- [Directions]
Print the passage of the Alfred S. Regnery article below from "Regnery graduated from" up to and including "President Ronald Reagan.", unchanged.

- [Provided text]

——————————

- Born: November 21, 1942 (age 83) Chicago, Illinois, U.S.
- Education: Beloit College University of Wisconsin Law School
- Occupations: Magazine publisher, writer, lawyer
- Parent: Henry Regnery
- Relatives: William H. Regnery (paternal grandfather) William Regnery II (cousin)

= Alfred S. Regnery =

American lawyer

Alfred S. Regnery (born November 21, 1942) is an American conservative lawyer, former magazine publisher, and writer.

==Background==
Alfred S. Regnery was born on November 21, 1942, in Chicago. He is the son of Henry Regnery (1912–1996), founder of Regnery Publishing, a conservative publishing house founded in 1947.

Regnery graduated from Beloit College in Beloit, Wisconsin, in 1965 and received a J.D. from the University of Wisconsin Law School in Madison, Wisconsin, in 1971.

==Career==
Early in his career, Regnery served as college director of the Young Americans for Freedom, as a Senate aide, and the Lands Division of the U.S. Department of Justice under President Ronald Reagan.

In 1976, Regnery ran for district attorney in Madison, Wisconsin. During that campaign, his wife reported several threatening phone calls. Regnery publicized allegations to the police that his wife had been injured and forced to have sexual acts with men who had broken into their home. During the investigation, police found no evidence to substantiate the claims and allegedly discovered a "stash of pornography" in the Regnery home.

Regnery served as a legal counsel to Republican Senator Paul Laxalt of Nevada and to the United States Senate Committee on the Judiciary.

——————————

- [Source excerpt]
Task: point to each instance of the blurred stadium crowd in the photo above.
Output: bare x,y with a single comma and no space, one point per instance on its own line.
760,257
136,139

——————————

- [Answer below]
Regnery graduated from Beloit College in Beloit, Wisconsin, in 1965 and received a J.D. from the University of Wisconsin Law School in Madison, Wisconsin, in 1971.

==Career==
Early in his career, Regnery served as college director of the Young Americans for Freedom, as a Senate aide, and the Lands Division of the U.S. Department of Justice under President Ronald Reagan.